Report every line in the data below that contains the word "block", copying each such line in full.

Start of DATA

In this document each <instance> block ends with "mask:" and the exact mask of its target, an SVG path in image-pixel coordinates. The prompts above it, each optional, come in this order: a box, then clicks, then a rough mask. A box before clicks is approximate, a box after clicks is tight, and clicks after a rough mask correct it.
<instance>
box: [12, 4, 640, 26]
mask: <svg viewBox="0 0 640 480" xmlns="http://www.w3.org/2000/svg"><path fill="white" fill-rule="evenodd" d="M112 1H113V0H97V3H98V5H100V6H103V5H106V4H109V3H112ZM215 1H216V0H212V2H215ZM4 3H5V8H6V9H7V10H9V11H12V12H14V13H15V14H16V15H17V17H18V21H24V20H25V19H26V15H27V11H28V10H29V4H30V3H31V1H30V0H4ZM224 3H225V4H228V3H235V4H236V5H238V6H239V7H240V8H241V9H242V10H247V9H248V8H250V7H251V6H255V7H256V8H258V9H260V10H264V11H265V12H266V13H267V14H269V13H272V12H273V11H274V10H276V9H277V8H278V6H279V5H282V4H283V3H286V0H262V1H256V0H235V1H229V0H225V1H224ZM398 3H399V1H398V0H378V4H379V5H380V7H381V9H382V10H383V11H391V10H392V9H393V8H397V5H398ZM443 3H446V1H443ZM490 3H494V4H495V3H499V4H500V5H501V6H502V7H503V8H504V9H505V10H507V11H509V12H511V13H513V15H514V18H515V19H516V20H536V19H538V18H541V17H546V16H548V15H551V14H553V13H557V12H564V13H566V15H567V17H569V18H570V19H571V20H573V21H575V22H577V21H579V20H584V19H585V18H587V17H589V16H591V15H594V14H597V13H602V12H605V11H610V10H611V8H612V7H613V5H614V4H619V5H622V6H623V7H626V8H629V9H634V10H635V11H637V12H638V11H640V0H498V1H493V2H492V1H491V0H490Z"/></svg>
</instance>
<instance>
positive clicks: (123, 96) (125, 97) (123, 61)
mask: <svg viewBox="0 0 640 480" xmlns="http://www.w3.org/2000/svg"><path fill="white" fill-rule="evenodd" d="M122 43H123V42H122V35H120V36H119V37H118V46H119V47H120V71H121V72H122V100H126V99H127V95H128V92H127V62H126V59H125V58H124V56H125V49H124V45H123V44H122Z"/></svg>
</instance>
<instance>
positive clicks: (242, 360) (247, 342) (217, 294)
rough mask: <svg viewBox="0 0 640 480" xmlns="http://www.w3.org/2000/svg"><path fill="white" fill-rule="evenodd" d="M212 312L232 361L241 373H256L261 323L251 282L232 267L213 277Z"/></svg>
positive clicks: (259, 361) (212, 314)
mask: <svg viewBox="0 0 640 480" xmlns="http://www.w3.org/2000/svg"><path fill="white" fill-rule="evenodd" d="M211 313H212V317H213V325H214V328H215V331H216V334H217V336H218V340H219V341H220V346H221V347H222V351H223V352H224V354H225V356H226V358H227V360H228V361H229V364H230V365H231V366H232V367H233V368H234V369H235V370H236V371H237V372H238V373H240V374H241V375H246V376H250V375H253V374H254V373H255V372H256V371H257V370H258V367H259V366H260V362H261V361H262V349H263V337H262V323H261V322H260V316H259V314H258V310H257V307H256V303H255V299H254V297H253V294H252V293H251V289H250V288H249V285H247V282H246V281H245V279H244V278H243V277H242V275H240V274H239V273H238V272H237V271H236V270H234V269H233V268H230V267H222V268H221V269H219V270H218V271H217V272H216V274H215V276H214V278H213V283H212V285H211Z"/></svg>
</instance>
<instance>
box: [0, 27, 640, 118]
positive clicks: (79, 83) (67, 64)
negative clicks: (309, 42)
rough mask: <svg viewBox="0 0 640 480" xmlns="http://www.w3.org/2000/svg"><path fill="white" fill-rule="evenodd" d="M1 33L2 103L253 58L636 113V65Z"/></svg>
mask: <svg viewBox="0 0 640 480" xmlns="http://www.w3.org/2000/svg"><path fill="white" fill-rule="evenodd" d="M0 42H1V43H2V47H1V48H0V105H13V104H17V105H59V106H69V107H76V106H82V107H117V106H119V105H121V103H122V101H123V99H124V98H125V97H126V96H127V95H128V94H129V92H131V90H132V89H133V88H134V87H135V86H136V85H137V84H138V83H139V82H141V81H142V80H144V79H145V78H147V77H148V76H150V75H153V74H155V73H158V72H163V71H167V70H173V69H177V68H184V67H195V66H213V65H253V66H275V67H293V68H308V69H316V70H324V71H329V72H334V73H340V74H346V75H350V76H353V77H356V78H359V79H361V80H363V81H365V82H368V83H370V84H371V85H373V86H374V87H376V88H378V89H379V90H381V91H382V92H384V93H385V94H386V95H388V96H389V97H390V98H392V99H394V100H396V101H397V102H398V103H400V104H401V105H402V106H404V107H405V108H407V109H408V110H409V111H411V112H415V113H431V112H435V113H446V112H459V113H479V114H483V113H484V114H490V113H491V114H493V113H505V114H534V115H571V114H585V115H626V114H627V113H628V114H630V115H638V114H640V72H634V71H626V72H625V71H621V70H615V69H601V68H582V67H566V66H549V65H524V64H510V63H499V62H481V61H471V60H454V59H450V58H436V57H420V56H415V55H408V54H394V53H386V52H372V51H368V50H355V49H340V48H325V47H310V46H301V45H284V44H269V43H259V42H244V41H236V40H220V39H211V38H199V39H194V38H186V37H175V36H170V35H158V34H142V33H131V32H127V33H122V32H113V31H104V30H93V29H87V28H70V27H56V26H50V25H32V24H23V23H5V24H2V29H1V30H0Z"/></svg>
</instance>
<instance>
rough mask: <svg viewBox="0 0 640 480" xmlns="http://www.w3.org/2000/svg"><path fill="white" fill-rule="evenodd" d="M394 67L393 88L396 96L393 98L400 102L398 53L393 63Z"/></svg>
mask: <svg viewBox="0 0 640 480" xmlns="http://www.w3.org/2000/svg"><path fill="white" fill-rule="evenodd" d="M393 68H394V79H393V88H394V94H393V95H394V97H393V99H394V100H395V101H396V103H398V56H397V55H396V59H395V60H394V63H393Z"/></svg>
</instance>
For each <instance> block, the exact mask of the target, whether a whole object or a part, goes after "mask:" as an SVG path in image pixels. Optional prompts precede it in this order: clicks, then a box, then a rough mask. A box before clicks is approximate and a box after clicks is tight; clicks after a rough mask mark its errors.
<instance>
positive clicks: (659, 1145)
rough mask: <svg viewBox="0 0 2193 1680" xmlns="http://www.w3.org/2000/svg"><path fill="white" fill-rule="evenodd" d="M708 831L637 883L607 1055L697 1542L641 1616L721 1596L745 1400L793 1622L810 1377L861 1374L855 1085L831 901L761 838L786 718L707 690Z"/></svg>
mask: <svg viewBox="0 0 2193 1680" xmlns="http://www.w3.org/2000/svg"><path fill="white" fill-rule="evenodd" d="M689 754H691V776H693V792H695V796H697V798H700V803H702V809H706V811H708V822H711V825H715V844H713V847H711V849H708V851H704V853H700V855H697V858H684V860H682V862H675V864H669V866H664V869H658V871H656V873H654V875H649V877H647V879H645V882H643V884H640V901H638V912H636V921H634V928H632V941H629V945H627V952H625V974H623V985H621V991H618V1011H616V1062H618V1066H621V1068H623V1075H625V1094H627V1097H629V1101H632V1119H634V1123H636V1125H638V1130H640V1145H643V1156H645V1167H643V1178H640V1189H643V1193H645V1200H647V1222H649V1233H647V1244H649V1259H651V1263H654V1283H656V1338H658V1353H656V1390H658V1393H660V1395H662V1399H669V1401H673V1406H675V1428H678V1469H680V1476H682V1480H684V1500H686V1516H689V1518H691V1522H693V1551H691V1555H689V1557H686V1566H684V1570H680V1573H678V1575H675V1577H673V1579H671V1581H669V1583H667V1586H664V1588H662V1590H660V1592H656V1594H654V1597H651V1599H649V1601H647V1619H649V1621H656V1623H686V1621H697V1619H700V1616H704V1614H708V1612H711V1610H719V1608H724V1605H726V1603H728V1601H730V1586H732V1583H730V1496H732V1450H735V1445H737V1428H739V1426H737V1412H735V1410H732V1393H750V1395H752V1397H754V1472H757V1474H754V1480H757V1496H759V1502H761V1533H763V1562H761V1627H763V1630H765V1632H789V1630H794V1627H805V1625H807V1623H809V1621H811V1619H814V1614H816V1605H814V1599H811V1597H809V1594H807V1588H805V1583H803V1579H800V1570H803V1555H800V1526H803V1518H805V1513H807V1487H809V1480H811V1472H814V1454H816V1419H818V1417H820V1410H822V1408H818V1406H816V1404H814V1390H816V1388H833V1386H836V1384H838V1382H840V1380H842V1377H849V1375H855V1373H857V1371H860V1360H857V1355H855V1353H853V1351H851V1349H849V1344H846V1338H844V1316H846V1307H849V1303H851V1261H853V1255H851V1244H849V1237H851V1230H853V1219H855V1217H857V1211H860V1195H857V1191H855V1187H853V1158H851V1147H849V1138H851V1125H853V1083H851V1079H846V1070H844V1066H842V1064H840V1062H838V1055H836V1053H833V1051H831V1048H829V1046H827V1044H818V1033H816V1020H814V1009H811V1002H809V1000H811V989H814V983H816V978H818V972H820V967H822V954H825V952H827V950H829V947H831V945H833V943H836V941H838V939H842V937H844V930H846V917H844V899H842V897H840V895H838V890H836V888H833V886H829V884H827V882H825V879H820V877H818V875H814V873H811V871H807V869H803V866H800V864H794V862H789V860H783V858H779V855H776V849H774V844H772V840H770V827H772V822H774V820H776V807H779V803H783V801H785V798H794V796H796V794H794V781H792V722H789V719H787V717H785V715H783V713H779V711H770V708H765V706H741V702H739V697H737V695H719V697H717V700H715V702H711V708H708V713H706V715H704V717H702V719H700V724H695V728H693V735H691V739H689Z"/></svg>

End of DATA

REPLY>
In this document each <instance> block ends with "mask:" and the exact mask of its target, an SVG path in image-pixel coordinates. The prompts above it, each optional, come in this order: a box, then clicks, then a rough mask. A box before clicks is approximate, a box after clicks is tight, and clicks after a rough mask correct it.
For each <instance> block, the exact mask of the target, whether a whole object or a part, goes after "mask:" as an SVG path in image pixels. Optional prompts precede it in this order: clicks, then a box, then a rough mask. A box before clicks is approximate and a box after clicks is tight; clicks after a rough mask mark its errors.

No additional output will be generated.